TASK DETAILS
Reproduce the material from the line with "[tag] brown twig (a dot for each instance)" up to and including the last line. Multiply each coordinate in the points under a "Target:" line by 0.45 and round to whole numbers, with halves rounded up. Leave every other line, including the points under "Emitted:", unchanged.

------ RAW RECORDS

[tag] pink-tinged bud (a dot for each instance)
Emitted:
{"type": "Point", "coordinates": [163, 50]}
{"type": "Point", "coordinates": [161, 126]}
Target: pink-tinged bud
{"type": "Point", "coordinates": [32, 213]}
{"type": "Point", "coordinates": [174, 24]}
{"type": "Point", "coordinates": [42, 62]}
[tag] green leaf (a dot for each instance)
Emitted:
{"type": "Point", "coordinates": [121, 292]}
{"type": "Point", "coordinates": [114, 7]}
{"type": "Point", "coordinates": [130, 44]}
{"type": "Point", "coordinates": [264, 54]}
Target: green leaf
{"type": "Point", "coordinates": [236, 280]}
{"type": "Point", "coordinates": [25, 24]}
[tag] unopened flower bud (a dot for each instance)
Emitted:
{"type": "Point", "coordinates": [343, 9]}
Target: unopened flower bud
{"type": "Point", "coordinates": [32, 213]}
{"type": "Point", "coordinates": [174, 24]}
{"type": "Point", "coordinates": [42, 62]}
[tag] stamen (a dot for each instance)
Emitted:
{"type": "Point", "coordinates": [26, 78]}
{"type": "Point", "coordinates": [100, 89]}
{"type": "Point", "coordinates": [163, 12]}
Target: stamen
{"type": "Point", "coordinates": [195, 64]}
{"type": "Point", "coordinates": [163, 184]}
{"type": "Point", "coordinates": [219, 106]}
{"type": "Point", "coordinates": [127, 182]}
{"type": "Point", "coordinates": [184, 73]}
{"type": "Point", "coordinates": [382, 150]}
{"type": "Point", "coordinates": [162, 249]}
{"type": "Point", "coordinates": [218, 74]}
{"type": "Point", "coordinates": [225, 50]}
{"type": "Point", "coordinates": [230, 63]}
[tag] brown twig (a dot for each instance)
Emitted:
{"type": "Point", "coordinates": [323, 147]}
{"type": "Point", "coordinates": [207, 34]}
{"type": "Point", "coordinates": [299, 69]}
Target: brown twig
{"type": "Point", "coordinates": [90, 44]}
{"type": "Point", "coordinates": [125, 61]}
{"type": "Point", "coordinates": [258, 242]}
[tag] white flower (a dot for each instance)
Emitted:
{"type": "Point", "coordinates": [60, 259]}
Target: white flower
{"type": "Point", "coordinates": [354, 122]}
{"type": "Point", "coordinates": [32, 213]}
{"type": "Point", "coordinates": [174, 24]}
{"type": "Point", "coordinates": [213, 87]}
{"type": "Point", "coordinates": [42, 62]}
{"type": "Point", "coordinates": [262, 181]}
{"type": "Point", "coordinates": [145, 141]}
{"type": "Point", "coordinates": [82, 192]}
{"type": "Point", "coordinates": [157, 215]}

------------

SOLUTION FOR THIS EXERCISE
[tag] brown twig (a dot for each instance)
Emitted:
{"type": "Point", "coordinates": [323, 147]}
{"type": "Point", "coordinates": [207, 34]}
{"type": "Point", "coordinates": [299, 69]}
Target: brown twig
{"type": "Point", "coordinates": [41, 20]}
{"type": "Point", "coordinates": [56, 27]}
{"type": "Point", "coordinates": [116, 109]}
[tag] white flower (a dot for each instance)
Emitted:
{"type": "Point", "coordinates": [60, 259]}
Target: white flower
{"type": "Point", "coordinates": [159, 55]}
{"type": "Point", "coordinates": [14, 96]}
{"type": "Point", "coordinates": [78, 11]}
{"type": "Point", "coordinates": [96, 39]}
{"type": "Point", "coordinates": [19, 28]}
{"type": "Point", "coordinates": [118, 81]}
{"type": "Point", "coordinates": [65, 63]}
{"type": "Point", "coordinates": [37, 86]}
{"type": "Point", "coordinates": [71, 97]}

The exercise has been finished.